_Exercise_: Reproduce everything below from the line containing "task | put one marker on every instance of the weathered" down to the line containing "x=230 y=355", both of those lines included and the requests kept as they are, shifting each coordinate in the answers by adding 149 to it. Leave the pictures out.

_Data for this exercise_:

##############################

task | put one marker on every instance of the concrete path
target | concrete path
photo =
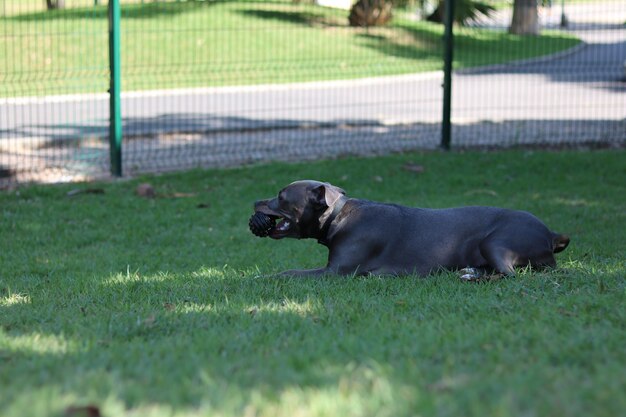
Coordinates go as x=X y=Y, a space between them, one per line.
x=579 y=96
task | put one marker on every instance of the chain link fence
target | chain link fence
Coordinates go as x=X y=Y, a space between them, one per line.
x=212 y=84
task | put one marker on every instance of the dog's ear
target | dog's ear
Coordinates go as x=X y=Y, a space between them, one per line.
x=325 y=195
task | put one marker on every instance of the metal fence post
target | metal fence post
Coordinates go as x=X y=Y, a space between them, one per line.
x=115 y=115
x=446 y=126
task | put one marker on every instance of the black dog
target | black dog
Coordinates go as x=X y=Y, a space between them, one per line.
x=367 y=237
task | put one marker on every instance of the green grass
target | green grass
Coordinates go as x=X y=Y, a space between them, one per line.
x=191 y=44
x=162 y=308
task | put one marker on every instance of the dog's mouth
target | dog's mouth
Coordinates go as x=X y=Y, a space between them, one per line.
x=263 y=224
x=281 y=229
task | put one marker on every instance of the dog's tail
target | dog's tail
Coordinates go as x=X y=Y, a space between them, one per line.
x=559 y=242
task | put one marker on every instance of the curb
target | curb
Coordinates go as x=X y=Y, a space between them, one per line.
x=528 y=61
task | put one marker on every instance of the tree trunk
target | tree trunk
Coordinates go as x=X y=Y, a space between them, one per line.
x=55 y=4
x=366 y=13
x=525 y=18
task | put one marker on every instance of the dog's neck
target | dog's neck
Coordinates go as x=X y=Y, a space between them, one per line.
x=327 y=218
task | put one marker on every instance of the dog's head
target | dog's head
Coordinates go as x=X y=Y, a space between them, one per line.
x=301 y=209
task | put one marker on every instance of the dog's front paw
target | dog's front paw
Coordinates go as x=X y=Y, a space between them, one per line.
x=470 y=274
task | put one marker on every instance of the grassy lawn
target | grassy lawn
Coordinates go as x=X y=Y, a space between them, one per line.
x=187 y=44
x=167 y=307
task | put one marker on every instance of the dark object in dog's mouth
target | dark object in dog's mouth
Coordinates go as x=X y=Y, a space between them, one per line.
x=262 y=225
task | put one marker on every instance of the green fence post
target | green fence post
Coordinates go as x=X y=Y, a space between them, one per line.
x=446 y=126
x=115 y=115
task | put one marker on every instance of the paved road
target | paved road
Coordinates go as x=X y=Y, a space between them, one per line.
x=580 y=96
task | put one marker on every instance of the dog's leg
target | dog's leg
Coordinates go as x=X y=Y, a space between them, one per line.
x=471 y=274
x=303 y=273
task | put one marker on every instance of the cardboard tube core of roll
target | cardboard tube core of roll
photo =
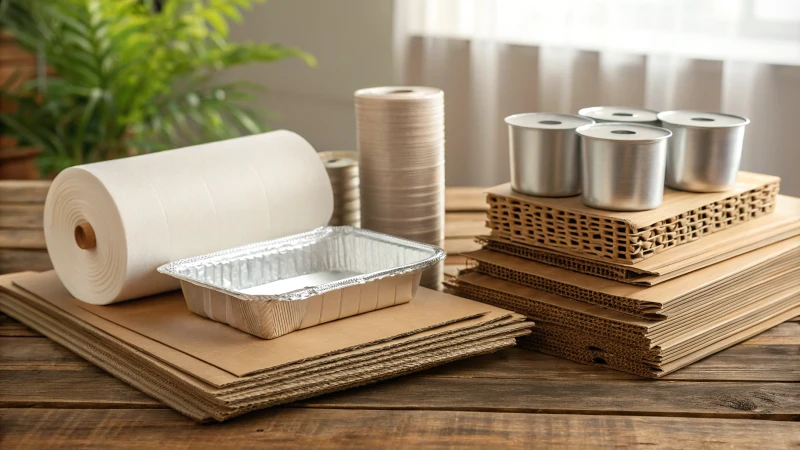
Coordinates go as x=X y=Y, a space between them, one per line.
x=85 y=237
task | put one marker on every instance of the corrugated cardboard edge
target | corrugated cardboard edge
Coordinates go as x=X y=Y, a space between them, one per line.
x=590 y=357
x=646 y=302
x=545 y=307
x=169 y=395
x=746 y=181
x=627 y=238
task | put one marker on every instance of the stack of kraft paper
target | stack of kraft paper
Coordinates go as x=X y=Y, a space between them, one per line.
x=643 y=292
x=210 y=371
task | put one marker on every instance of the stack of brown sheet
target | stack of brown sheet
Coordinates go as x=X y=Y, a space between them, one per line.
x=653 y=316
x=209 y=371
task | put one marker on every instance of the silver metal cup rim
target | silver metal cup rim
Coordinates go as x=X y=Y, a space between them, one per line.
x=663 y=116
x=580 y=130
x=509 y=119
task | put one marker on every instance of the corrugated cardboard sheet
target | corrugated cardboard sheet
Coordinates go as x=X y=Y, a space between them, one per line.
x=668 y=299
x=782 y=224
x=566 y=225
x=209 y=371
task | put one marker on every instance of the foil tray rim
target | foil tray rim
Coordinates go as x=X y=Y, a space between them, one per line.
x=438 y=255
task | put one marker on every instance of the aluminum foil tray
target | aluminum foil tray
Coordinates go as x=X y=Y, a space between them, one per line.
x=272 y=288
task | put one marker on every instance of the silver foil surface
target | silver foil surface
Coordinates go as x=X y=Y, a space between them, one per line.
x=272 y=288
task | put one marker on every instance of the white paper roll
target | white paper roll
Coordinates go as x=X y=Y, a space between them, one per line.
x=152 y=209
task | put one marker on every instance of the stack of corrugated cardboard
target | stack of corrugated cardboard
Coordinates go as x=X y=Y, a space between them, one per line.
x=643 y=292
x=210 y=371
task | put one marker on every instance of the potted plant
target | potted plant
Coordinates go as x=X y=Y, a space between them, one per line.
x=131 y=76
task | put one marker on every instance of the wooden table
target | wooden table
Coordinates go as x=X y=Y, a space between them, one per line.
x=746 y=396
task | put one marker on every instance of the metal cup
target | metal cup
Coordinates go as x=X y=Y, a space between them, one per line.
x=705 y=150
x=623 y=165
x=545 y=153
x=625 y=114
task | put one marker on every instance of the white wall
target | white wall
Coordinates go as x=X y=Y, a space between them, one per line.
x=352 y=41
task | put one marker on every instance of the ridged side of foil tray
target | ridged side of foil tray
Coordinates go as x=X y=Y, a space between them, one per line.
x=275 y=287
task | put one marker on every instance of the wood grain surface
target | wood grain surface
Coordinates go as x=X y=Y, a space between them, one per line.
x=747 y=396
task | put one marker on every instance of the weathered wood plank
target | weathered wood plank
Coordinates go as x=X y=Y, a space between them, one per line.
x=21 y=215
x=80 y=387
x=23 y=353
x=773 y=401
x=465 y=199
x=329 y=428
x=16 y=238
x=465 y=225
x=23 y=191
x=784 y=334
x=22 y=260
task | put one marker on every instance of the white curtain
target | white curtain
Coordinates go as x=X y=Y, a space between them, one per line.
x=494 y=58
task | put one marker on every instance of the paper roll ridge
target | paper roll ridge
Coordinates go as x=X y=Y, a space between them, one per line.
x=152 y=209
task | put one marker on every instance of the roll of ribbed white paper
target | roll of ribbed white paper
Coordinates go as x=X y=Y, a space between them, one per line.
x=147 y=210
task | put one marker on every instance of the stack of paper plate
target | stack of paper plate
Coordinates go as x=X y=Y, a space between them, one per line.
x=401 y=164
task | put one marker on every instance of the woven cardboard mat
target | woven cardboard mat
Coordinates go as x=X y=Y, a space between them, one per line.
x=782 y=224
x=566 y=225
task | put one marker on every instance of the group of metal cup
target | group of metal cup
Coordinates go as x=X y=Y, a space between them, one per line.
x=619 y=158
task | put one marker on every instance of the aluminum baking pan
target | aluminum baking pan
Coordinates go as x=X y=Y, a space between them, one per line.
x=272 y=288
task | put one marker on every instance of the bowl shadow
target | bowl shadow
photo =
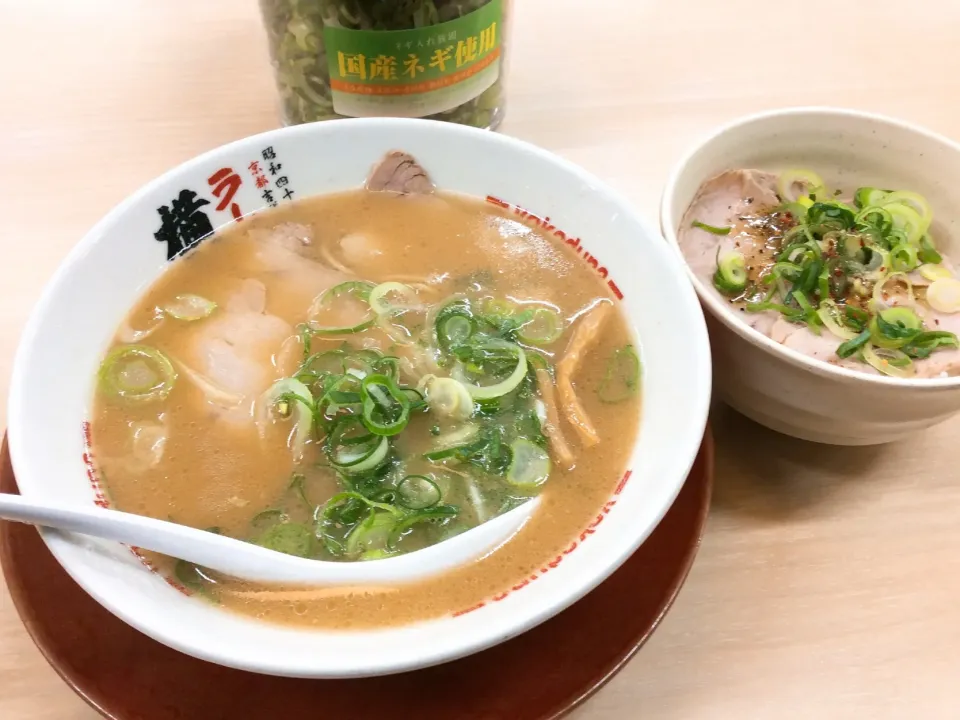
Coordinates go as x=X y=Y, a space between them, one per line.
x=770 y=476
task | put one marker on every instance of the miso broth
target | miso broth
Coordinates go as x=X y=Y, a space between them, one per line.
x=363 y=374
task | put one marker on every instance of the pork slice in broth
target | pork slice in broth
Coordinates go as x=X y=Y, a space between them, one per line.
x=399 y=172
x=286 y=253
x=230 y=355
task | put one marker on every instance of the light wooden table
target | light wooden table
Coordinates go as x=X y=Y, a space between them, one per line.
x=829 y=579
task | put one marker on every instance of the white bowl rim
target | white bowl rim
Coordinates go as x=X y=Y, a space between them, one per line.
x=723 y=313
x=424 y=658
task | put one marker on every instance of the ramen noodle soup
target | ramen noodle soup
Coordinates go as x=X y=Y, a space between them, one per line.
x=364 y=374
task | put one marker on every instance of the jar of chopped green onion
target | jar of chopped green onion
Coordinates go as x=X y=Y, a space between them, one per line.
x=436 y=59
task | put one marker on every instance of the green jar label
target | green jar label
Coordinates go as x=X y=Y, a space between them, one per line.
x=413 y=73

##############################

_Answer in full_:
task | put one marker on every instance of the weathered wood plank
target | weathered wood plank
Coordinates go as x=X y=Y, a space between them, one per line.
x=170 y=364
x=229 y=536
x=172 y=502
x=922 y=550
x=614 y=348
x=478 y=577
x=165 y=387
x=614 y=374
x=172 y=340
x=933 y=483
x=171 y=409
task | put one marker on every instance of the white curtain
target | white curtain
Coordinates go as x=X y=Y, a space between them, one per line.
x=643 y=207
task | put one marker on every instance of the paper roll ridge
target | paper roll ridge
Coordinates go as x=X y=Y, a space between them, one per line.
x=301 y=358
task | put one marker on every instance of the roll of ribbed white paper
target | roll of ribbed white paper
Coordinates go as x=X y=Y, a space between them, one per line.
x=296 y=359
task | put one marker on every instance of the stack of paper plate
target | stack of paper plate
Coordinates go as x=X y=Y, a space between them, one per line.
x=550 y=313
task | put one marker on every instance of the woven cardboard mat
target | woven cardboard mat
Coordinates go as x=X y=Y, a space between them, one per line.
x=931 y=373
x=715 y=374
task | put one marker on every instance of the group of metal cup
target | group of metal cup
Coordinates go as x=X y=Y, a space between them, one per line.
x=768 y=307
task | put one marker on every instance of the aluminum baking pan
target | aluminum baking pan
Coordinates go as x=X y=Y, a space between them, one per line.
x=421 y=437
task | put one marker on every instance of the bowl shadow
target | bowl shadow
photo =
Coordinates go as x=X y=Y, a space between them, one per line.
x=919 y=625
task | put one marker on every instance of the miso broth
target | miso broth
Coordinates go as x=X y=Y, a space between them, one per line.
x=512 y=523
task | put one marker on every instance of the pork slice in broth
target | pork slice in broth
Coordinates go as x=X y=Y, a space between them, one per line.
x=548 y=321
x=435 y=402
x=379 y=504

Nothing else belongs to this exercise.